* Task prompt: Pick up the news article on Medicare's new coverage-gap plans after its last sentence and continue it in the same reporting style.

* Source text:
▼▼▼

Medicare Releases Plans to Aid Controversial Coverage Gaps
Medicare
Cape Cod Times
Paul Crocetti
Boston University Washington News Service
October 4, 2006
WASHINGTON, Oct. 4 —The coverage gap in Medicare has become a hot topic this year, as millions of seniors have found that they have to pay the full cost for prescription drugs once their total costs reach a certain point. But there is some help on the horizon, with Medicare announcing that insurance companies are now offering many new plans, including 15 in Massachusetts, that will cover some of the cost of drugs during the coverage gap.
“There’s never been this number of plans that offered this coverage through the coverage gap,” said Roseanne Pawelec, a spokeswoman for the Boston office of the Centers for Medicare and Medicaid Services. Open enrollment on these private plans, which include Aetna and UnitedHealth, begins Nov. 15 and lasts six weeks.

▲▲▲

(Saved entries)

▼▼▼

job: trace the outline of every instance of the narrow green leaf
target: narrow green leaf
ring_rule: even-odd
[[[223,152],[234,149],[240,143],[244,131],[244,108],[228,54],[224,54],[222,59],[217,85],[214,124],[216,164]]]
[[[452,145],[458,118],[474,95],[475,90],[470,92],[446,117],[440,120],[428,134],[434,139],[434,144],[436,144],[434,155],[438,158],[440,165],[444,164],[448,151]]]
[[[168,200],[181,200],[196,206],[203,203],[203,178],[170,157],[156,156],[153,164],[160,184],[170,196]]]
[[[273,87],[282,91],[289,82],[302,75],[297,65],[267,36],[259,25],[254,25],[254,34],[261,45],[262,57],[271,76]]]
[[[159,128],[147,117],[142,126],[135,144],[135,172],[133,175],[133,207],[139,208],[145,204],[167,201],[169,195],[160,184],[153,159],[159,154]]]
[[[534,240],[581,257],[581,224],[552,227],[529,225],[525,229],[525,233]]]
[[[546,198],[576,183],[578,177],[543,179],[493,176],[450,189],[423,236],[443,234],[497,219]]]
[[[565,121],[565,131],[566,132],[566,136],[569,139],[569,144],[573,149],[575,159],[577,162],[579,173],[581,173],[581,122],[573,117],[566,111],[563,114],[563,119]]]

▲▲▲

* Output for this task:
As part of the Medicare Modernization Act of 2003, drug coverage was added to Medicare. Persons who opt for the coverage must choose a prescription plan from the dozens that are available in their state. Most of the plans require that when annual drug costs reach $2,250, the recipients must pay 100 percent of the charges until total costs reach $5,100. This gap in coverage has been nicknamed the doughnut hole. Between $250 and $2,250, the typical plan pays 75 percent of the cost, and for costs above $5,100 it pays 95 percent.
Medicare’s Web site, www.medicare.gov, lists the new plan offerings and offers help in choosing a plan.
The 15 plans that offer coverage through the gap have, on average, higher premiums per month than the 36 plans that have the doughnut hole. For the 15 plans, 13 of which cover only generic drugs through the gap, the average monthly premium is approximately $49. The average monthly premium for the other 36 plans is approximately $28.
This release of new plans comes amid a flurry of reports on the coverage gap. But there are conflicting figures of exactly how many seniors are affected.
The Congressional Budget Office estimates that, on average, one-third of enrollees enter the gap every year.
A recent nationwide study of Medicare drug plan beneficiaries by Price Waterhouse Coopers found that 8 percent are expected to have drug costs that exceed $2,250 a year, according to Pawelec.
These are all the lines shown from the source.